Data Engineering Technical Assessment

Welcome to the data engineering technical assessment! This repository contains exercises designed to evaluate your data pipeline design skills, problem-solving ability, and production thinking.

📋 What's Included

Exercise 1: Batch Level 1 - Full ETL Pipeline Implementation (30-45 min)

Objective: Implement a complete ETL pipeline from raw data ingestion through staging transformations to production analytics tables.

What you'll do:

Ingest raw CSV data into BigQuery
Design and implement staging transformations (prepare data for analytics)
Create production aggregations for business analytics
Choose between SQL or Python implementation approach

Location: exercises/batch_level_1/ Instructions: See exercises/batch_level_1/CANDIDATE_INSTRUCTIONS.md

Exercise 2: Batch Level 2 - Incremental Daily Build (20 min)

Objective: Design an idempotent daily ETL pipeline that handles late-arriving and duplicate data.

What you'll do:

Write pseudocode (not production code)
Handle incremental file processing
Implement deduplication strategy
Ensure idempotency

Location: exercises/batch_level_2/ Instructions: See exercises/batch_level_2/README.md

🚀 Getting Started

Prerequisites

Python 3.8+
GCP credentials (provided by interviewer via encrypted email)

[Records from a data source]
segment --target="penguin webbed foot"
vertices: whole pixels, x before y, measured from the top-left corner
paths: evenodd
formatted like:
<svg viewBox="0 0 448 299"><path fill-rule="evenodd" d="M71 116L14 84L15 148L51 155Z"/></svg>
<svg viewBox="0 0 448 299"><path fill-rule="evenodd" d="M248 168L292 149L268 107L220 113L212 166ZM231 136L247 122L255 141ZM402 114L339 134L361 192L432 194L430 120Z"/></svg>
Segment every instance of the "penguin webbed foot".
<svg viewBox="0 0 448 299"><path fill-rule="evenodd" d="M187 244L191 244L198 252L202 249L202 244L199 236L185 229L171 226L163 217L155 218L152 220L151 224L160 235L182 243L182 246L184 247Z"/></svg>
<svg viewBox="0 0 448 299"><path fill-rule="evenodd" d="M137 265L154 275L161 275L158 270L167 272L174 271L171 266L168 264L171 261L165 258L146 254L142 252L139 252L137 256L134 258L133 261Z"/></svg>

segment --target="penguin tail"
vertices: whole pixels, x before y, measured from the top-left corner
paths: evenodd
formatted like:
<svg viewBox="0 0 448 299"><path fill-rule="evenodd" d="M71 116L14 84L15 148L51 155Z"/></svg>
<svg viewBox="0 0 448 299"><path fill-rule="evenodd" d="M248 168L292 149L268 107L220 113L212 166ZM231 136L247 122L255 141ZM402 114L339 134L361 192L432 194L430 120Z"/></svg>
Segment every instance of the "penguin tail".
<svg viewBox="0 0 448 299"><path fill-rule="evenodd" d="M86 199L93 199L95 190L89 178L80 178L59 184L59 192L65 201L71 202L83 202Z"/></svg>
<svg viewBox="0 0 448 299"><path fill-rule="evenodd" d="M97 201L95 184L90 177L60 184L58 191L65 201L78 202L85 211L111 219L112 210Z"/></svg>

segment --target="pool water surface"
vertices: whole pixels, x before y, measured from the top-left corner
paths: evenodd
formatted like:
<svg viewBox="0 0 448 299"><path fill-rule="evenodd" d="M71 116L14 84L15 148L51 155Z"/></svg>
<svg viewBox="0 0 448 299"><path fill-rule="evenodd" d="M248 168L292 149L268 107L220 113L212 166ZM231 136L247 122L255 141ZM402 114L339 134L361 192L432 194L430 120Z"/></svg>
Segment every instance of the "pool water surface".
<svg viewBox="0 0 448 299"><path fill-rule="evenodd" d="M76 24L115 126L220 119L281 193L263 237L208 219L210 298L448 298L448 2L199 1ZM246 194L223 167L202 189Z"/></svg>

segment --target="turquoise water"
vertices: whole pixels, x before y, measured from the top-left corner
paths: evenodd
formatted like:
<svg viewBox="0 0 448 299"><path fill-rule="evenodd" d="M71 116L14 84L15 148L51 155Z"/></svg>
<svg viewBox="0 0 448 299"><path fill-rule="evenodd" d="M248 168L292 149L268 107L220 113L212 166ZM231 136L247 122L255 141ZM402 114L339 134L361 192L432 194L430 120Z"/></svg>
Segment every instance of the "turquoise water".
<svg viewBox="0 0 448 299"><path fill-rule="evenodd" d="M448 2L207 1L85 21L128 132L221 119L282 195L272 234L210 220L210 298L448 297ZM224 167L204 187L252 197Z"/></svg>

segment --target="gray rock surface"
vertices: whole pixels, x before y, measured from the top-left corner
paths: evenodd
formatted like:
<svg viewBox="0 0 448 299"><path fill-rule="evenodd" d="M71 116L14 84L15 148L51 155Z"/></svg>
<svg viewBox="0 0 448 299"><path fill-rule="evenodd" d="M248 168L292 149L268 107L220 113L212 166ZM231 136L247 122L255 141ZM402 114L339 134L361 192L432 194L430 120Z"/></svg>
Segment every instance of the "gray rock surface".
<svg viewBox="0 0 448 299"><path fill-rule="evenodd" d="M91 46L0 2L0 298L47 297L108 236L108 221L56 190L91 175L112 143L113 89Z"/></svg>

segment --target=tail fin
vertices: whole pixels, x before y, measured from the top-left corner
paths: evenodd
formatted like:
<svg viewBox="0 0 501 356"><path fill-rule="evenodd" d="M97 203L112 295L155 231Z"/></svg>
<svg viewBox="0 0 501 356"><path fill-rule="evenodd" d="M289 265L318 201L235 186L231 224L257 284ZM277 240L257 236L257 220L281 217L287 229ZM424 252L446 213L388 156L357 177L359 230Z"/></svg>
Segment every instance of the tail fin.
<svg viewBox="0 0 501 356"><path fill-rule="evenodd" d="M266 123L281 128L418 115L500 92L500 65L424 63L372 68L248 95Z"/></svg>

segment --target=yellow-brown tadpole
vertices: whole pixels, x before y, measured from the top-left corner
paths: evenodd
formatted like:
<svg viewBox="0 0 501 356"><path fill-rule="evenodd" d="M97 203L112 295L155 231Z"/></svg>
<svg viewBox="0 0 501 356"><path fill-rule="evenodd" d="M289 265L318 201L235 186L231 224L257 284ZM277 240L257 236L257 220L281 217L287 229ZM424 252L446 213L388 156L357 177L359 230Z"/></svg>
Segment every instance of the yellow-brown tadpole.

**INSTRUCTIONS:**
[1] In the data engineering assessment README, what is the estimated time for Exercise 1?
[2] Please say whether each statement agrees with the data engineering assessment README, answering yes or no and quoting the words that decide it: (a) Exercise 2 asks for production code. (b) Exercise 1 allows either SQL or Python. (c) The interviewer sends GCP credentials through encrypted email.
[3] Extend the data engineering assessment README past its last line.

**TASK-BY-TASK ANSWERS:**
[1] 30 to 45 minutes.

[2]
(a) No: "Write pseudocode (not production code)"
(b) Yes: "Choose between SQL or Python implementation approach"
(c) Yes: "GCP credentials (provided by interviewer via encrypted email)"

[3]
Git

Repository Structure

├── exercises/
│   ├── batch_level_1/
│   │   ├── candidate_solution/     # Your working directory
│   │   ├── seeds/                  # Sample data
│   │   ├── CANDIDATE_INSTRUCTIONS.md
│   │   └── README.md
│   └── batch_level_2/
│       ├── *.csv                   # Sample event files
│       └── README.md
├── requirements.txt                # Python dependencies
└── README.md                       # This file

Setup Instructions

Clone this repository

git clone https://github.com/dbarrios83/data-engineer-candidate-test.git
cd data-engineer-candidate-test

Set up Python environment

Windows PowerShell:

python -m venv .venv
.venv\Scripts\Activate.ps1
pip install -r requirements.txt

Linux/Mac:

python3 -m venv .venv
source .venv/bin/activate
pip install -r requirements.txt

Configure GCP credentials

To receive credentials:
1. Contact the repository owner at daniel@0x.se
2. You'll receive the service account JSON file via encrypted email or secure file transfer
3. Place the file in config/data-engineer-recruitment.json
⚠️ Security: DO NOT commit credentials to Git. The .gitignore file is configured to prevent this.
Set your candidate ID (for Batch Level 1)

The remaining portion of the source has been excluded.